**EXERCISE MATERIAL**
┌──
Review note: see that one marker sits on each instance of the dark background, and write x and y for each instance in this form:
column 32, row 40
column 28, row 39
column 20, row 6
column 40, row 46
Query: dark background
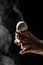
column 33, row 15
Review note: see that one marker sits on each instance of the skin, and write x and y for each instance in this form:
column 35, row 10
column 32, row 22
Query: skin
column 29, row 43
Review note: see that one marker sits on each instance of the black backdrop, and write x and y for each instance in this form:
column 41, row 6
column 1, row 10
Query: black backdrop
column 34, row 18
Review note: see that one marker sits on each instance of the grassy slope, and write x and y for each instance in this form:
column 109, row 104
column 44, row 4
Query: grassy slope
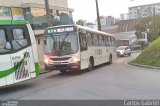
└──
**BRIEF**
Output exactly the lines from the line containing "column 28, row 39" through the last line of the records, both included, and leave out every picture.

**WORKED SOLUTION**
column 28, row 39
column 20, row 6
column 40, row 46
Query: dark background
column 33, row 15
Review note: see that one marker sits on each instance of the skin, and write x and y for each instance in this form:
column 35, row 10
column 32, row 22
Query: skin
column 29, row 43
Review note: see that one marker sits on each instance of the black backdrop, and write x and y for each instance in this form:
column 41, row 6
column 1, row 10
Query: black backdrop
column 34, row 18
Review note: see that one marker sits on each instance of the grassy slope, and write x and y for each instance in this form:
column 109, row 104
column 44, row 4
Query: grassy slope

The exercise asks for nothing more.